_EXCERPTED DATA:_
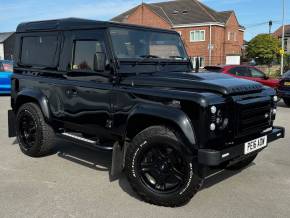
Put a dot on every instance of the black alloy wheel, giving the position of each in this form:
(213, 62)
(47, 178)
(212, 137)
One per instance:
(163, 169)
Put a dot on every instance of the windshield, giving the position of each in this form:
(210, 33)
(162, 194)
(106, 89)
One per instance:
(134, 43)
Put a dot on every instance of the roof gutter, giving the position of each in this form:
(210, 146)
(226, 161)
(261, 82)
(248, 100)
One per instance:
(199, 24)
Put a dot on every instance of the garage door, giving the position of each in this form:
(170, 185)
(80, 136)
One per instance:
(233, 60)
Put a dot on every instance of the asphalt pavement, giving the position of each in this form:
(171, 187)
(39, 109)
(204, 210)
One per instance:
(75, 182)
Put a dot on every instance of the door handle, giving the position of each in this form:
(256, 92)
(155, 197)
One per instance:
(71, 92)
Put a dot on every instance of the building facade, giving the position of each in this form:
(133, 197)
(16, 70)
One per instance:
(210, 36)
(278, 34)
(6, 45)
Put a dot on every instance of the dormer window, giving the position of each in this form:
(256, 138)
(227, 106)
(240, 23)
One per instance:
(175, 12)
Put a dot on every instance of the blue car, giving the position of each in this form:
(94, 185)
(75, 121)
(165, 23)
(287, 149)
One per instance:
(6, 71)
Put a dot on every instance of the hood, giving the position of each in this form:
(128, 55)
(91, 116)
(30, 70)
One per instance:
(210, 82)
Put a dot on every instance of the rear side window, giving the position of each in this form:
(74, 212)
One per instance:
(40, 50)
(84, 52)
(240, 71)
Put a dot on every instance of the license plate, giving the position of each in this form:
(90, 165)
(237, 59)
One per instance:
(256, 144)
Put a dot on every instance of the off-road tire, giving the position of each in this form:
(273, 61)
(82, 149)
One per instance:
(287, 101)
(244, 163)
(145, 140)
(44, 134)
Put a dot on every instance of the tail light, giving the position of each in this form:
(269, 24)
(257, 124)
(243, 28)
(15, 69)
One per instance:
(8, 67)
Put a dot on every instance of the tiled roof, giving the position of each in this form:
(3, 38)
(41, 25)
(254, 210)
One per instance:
(278, 32)
(182, 12)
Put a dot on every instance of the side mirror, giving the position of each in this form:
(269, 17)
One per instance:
(99, 61)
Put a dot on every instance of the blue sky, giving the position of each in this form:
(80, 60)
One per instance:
(250, 13)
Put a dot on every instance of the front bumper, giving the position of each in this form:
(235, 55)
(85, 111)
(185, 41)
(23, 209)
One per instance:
(211, 157)
(283, 93)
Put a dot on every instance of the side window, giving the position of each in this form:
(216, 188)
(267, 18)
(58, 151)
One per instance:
(256, 73)
(83, 54)
(240, 71)
(39, 50)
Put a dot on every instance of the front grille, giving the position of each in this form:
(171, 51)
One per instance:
(253, 116)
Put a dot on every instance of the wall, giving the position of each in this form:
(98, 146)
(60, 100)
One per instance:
(9, 47)
(144, 16)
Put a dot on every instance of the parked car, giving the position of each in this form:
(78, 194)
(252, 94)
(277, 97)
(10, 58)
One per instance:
(284, 88)
(6, 70)
(245, 72)
(130, 89)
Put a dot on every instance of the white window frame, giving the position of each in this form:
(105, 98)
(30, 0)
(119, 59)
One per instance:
(192, 33)
(201, 63)
(232, 36)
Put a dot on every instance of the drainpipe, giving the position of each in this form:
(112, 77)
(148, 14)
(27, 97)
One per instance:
(210, 44)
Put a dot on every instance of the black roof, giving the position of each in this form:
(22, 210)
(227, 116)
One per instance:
(75, 24)
(5, 36)
(180, 12)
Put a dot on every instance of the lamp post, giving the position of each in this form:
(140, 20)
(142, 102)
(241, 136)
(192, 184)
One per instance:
(270, 26)
(283, 38)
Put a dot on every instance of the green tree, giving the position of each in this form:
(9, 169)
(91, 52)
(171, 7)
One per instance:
(264, 48)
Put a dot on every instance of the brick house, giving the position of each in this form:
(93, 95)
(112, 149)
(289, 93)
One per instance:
(278, 34)
(213, 37)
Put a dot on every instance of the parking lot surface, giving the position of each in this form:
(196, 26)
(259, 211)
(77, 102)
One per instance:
(75, 182)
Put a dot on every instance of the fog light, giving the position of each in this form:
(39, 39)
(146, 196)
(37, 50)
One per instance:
(212, 127)
(213, 109)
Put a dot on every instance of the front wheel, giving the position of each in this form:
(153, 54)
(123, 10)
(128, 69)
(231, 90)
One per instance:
(158, 170)
(287, 101)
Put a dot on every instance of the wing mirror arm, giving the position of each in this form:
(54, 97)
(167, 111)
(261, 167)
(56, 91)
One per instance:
(99, 62)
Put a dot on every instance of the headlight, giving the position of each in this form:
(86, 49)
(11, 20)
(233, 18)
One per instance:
(219, 120)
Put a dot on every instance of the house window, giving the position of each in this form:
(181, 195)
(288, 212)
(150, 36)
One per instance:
(232, 36)
(201, 61)
(197, 35)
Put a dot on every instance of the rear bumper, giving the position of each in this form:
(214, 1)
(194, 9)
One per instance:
(283, 93)
(210, 157)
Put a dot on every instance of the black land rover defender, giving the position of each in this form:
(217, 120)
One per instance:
(131, 89)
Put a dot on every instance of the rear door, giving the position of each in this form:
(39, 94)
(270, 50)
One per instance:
(86, 93)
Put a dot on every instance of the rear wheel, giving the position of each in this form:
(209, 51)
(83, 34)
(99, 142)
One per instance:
(287, 101)
(35, 136)
(158, 170)
(244, 163)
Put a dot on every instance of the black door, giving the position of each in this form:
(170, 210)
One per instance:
(87, 93)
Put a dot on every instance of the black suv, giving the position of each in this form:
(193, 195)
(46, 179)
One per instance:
(130, 89)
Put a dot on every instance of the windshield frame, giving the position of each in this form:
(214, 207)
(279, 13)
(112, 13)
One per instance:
(148, 59)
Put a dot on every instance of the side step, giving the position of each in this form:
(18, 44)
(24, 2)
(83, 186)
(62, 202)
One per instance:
(84, 141)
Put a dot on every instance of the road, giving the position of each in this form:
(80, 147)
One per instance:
(75, 182)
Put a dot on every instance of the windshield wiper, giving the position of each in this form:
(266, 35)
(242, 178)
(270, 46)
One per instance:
(149, 56)
(177, 57)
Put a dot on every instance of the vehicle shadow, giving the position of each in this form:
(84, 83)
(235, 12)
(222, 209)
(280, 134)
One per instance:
(93, 159)
(221, 176)
(98, 160)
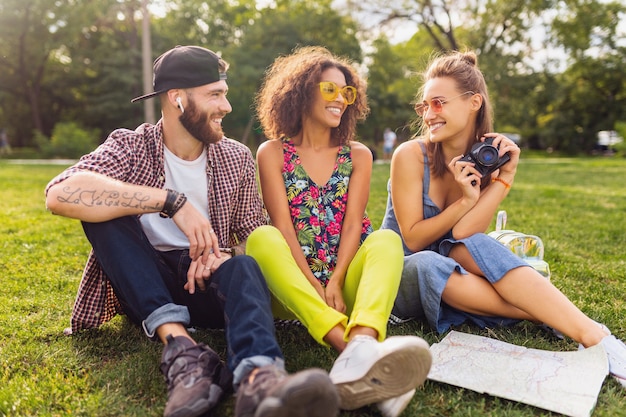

_REQUIRED WORK:_ Transcribe the material as is, with images omitted.

_SOLUTION TO THE PROBLEM:_
Put a dot on every instance of the black alloy wheel, giving the position of each in this form:
(213, 62)
(47, 178)
(212, 137)
One per instance:
(163, 169)
Put a dot on every instance of the windshield, giving the position of each in this form:
(210, 33)
(162, 194)
(106, 89)
One per instance:
(134, 43)
Put a dot on every instance of the roof gutter, giving the position of each in this form:
(210, 146)
(226, 161)
(261, 82)
(248, 100)
One per instance:
(199, 24)
Put a dot on every instance of the garage door, giving the position of each in this form:
(170, 185)
(80, 136)
One per instance:
(233, 60)
Put a dot on every instance of the asphalt pavement, giving the position of each in this form:
(171, 187)
(39, 109)
(204, 210)
One per instance:
(75, 182)
Put a dot on every instance of the door handle, giving the position of each in this form:
(256, 92)
(155, 197)
One per instance:
(71, 92)
Put a dot on every instance of the building facade, giving the position of each in this form:
(133, 197)
(16, 70)
One per instance:
(210, 36)
(278, 34)
(6, 45)
Put a dot on every instance of the dormer window, giving the position of each in this form:
(256, 138)
(227, 106)
(240, 23)
One per instance:
(175, 12)
Put a dot on every instance of the blue car, giving the position of each in this form:
(94, 185)
(75, 121)
(165, 23)
(287, 149)
One per instance:
(6, 71)
Put a dot on every instance of the hood, giving the position of each in this form:
(128, 55)
(91, 116)
(30, 70)
One per instance:
(210, 82)
Put a dot on every instance of the rear side window, giving the position of each in this form:
(74, 212)
One per instance:
(40, 50)
(84, 52)
(240, 71)
Put a dot on every instance of the license plate, giving the position of each in this form:
(90, 165)
(237, 59)
One per instance:
(256, 144)
Put a dot on every instance of the off-road tire, giving the position of each in this form:
(273, 61)
(82, 149)
One per instance:
(287, 101)
(244, 163)
(145, 140)
(44, 134)
Put a dot on every instance of the tail light, giving the position of each in this form:
(269, 24)
(257, 124)
(243, 28)
(15, 69)
One per instance:
(8, 67)
Put a dot on every instance of the tiled roof, giving the position of each in this form:
(3, 38)
(41, 25)
(254, 210)
One per instance:
(278, 32)
(182, 12)
Put a dot on every instance of the side mirror, giving the position of each in this form:
(269, 17)
One per instance:
(99, 61)
Put a dot on every instance of the blue sky, giving the position of each in this form:
(80, 60)
One per instance:
(250, 13)
Put a dot on every instance of the front bumper, giving the position of each in this form:
(235, 55)
(85, 111)
(185, 41)
(23, 209)
One per instance:
(211, 157)
(283, 93)
Put a dot on every instance of the side window, giving the position of each in this form:
(216, 188)
(267, 18)
(58, 151)
One per instance:
(256, 73)
(83, 54)
(240, 71)
(39, 50)
Put a dot on every instance of the front grille, giving the position of each in this form:
(171, 51)
One per instance:
(253, 116)
Put a dot on every instance of the wall, giving the position of each in this form:
(98, 146)
(60, 100)
One per instance:
(9, 47)
(144, 16)
Put a dot on every instance of the parked car, giving the position of each in this form:
(78, 194)
(252, 94)
(277, 97)
(10, 58)
One per instance:
(284, 88)
(6, 70)
(245, 72)
(130, 89)
Put a dot on every instance of the white window frame, giving the position of each in this form:
(105, 98)
(30, 0)
(119, 59)
One per instance:
(192, 33)
(201, 63)
(232, 36)
Put a dot on every instance of the drainpipe, giving the position of each in this form:
(112, 77)
(148, 14)
(27, 97)
One per instance:
(210, 44)
Put a dot on every instance of the black roof, giving the position of each in this form:
(22, 210)
(227, 116)
One per instance:
(75, 24)
(5, 36)
(180, 12)
Put a dot on every instance of the lamp post, giving the position of each in this form:
(140, 20)
(142, 102)
(241, 136)
(192, 184)
One per instance:
(270, 26)
(283, 38)
Put a dot on every instance of the green tree, giving the position of each in this form:
(9, 169)
(91, 52)
(171, 7)
One per instance:
(264, 48)
Put a dot on every instance of the brick house, giving the position of each in this form:
(93, 95)
(112, 149)
(289, 93)
One per instance:
(278, 34)
(213, 37)
Put a dot on every instance of the parking lot surface, giving the position of each in this form:
(196, 26)
(259, 211)
(77, 102)
One per instance:
(75, 182)
Put a dot on every instance of the fog light, giving the position of each in this form:
(39, 39)
(146, 196)
(37, 50)
One per instance:
(212, 127)
(213, 109)
Put a dot on every instance of the front wheel, giving the position of each in this form:
(153, 54)
(123, 10)
(128, 69)
(231, 90)
One per instance:
(158, 170)
(287, 101)
Put a dot on every instance of the wing mirror arm, giving the position of each in this form:
(54, 97)
(167, 111)
(261, 167)
(56, 91)
One per instance:
(99, 62)
Put a dot on every instance of the headlight, giving the position of each in this form:
(86, 49)
(11, 20)
(233, 18)
One per instance:
(219, 120)
Put a dot on every instance of the house window, giving the position of each in this form:
(181, 195)
(288, 212)
(150, 36)
One per instance:
(232, 36)
(201, 61)
(197, 35)
Put a dot on every instance of the rear bumper, giving the position of each in this form:
(214, 1)
(194, 9)
One per instance:
(283, 93)
(210, 157)
Put a dot on every instance of the black land rover defender, giving the position of each in this form:
(217, 120)
One per instance:
(131, 89)
Put a dot on every instance of the rear door, giving the position of each in this form:
(39, 94)
(270, 50)
One per instance:
(86, 93)
Put a dot on every instance of the rear wheel, giving the position of each in this form:
(209, 51)
(83, 34)
(99, 142)
One per instance:
(287, 101)
(35, 136)
(158, 170)
(244, 163)
Put a dot on every instance of the black door, giving the position of each in this form:
(170, 210)
One per instance:
(87, 93)
Put a dot on every instance of the black suv, giving the position of each in this form:
(193, 195)
(46, 179)
One per instance:
(130, 89)
Put a dot on every instance of the windshield frame, giving the position of each in this form:
(214, 207)
(279, 13)
(112, 13)
One per instance:
(148, 59)
Put a dot on every instance of the side step, giving the position of each in this form:
(18, 44)
(24, 2)
(83, 186)
(62, 202)
One per instance:
(84, 141)
Put a dot on every instance of the road, giving the position of each in this form:
(80, 147)
One per instance:
(75, 182)
Put a dot on every instance of the windshield wiper, giving the position of each in this form:
(266, 35)
(242, 178)
(270, 46)
One per instance:
(149, 56)
(177, 57)
Put a dot on every instance of the vehicle shadow, giving the position of each in this form:
(84, 83)
(235, 12)
(222, 209)
(280, 134)
One per instance:
(93, 159)
(221, 176)
(98, 160)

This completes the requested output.